DifferentiableStateSpaceModels

Warning: This package is a proof of concept. While the code will remain working with proper use of a Julia manifest, you should not rely on this for research unless you are prepared to modify the source and help maintain it.

For a more complete example with the code below and Bayesian estimation, see the rbc estimation notebook.

Development and Benchmarking

See development.md for contributing code and running benchmarks

Model Class

The model follows Schmitt-Grohe and Uribe (2004) timing convention. The system takes a nonlinear expectational difference equation including all first-order conditions for decisions and the system evolution equations,

$$ \mathbb{E}_{t}\mathcal{H}\left(y',y,x',x;p\right)=0 $$

where $y$ are the control variables, $x$ are the states, and $p$ is a vector of deep parameters of interest. Expectations are taken over forward-looking variables and an underlying random process $\epsilon'$.

In addition, we consider an observation equation - which might be noisy, for

$$ z = Q \cdot \begin{bmatrix}y &x\end{bmatrix}^{\top} + \nu $$

where $\nu$ may or may not be normally distributed but $\mathbb{E}(\nu) = 0$ and $\mathbb{V}(\nu) = \Omega(p) \Omega(p)^{\top}$.

Assume that there is a non-stochastic steady state of this problem as $y_{ss}, x_{ss}$.

Perturbation Solution

Define the deviation from the non-stochastic steady state as $\hat{x} \equiv x - x_{ss}, \hat{y} \equiv y - y_{ss},$ and $\hat{z} \equiv z - z_{ss}$.

The solution finds the first or second order perturbation around that non-stochastic steady state, and yields

$$ x' = h(x; p) + \eta \ \Gamma(p)\ \epsilon' $$

where $\eta$ describes how shocks affect the law of motion and $\mathbb{E}(\epsilon') = 0$. Frequently this would be organized such that $\mathbb{V}(\epsilon)= I$, but that is not required. In addition, it could instead be interpreted as for $x' = h(x; p) + \eta \ \epsilon'$ with $\mathbb{V}(\epsilon') = \Gamma(p) \Gamma(p)^{\top}$.

and with the policy equation,

$$ y = g(x; p) $$

and finally, substitution in for the observation equation

$$ z= Q \begin{bmatrix} g(x;p) \\ x \end{bmatrix} + \nu $$

First Order Solutions

Perturbation approximates the above model equations, where $h$ and $g$ are not available explicitly, by a Taylor expansion around the steady state. For example, in the case of the 1st order model the solution finds

$$ \hat{x}' = A(p)\ \hat{x} + B(p) \epsilon' $$

and

$$ \hat{y} = g_x(p) \ \hat{x} $$

and

$$ \hat{z} = C(p)\ \hat{x} + \nu $$

where $C(p)\equiv Q \begin{bmatrix} g_x(p) \\ I\end{bmatrix}$, $B(p) \equiv \eta \Gamma(p)$, and $\mathbb{V}(v) = D(\nu) D(p)^{\top}$. Normality of $\nu$ or $\epsilon'$ is not required in general.
----------------------------------------
(REQUIREMENTS) Do these three statements agree with the package description above? Answer yes or no for each and quote the words of the description that decide it. (a) The model follows the timing convention of Schmitt-Grohe and Uribe (2004). (b) The solution finds perturbations of up to third order around the non-stochastic steady state. (c) The package can be relied on for research without any need to modify its source.
----------------------------------------
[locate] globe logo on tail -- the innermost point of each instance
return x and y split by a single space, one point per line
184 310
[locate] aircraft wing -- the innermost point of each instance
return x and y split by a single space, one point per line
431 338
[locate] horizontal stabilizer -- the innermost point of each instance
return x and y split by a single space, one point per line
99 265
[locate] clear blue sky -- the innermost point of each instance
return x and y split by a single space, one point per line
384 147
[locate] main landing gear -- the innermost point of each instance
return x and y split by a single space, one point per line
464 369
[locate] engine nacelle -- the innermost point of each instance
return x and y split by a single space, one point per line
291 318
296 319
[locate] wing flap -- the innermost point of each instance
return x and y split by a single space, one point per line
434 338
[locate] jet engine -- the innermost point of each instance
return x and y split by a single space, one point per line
----------------------------------------
(ANSWER TO THE EXERCISE)
(a) Yes: "The model follows Schmitt-Grohe and Uribe (2004) timing convention."
(b) No: "The solution finds the first or second order perturbation around that non-stochastic steady state"
(c) No: "you should not rely on this for research unless you are prepared to modify the source and help maintain it."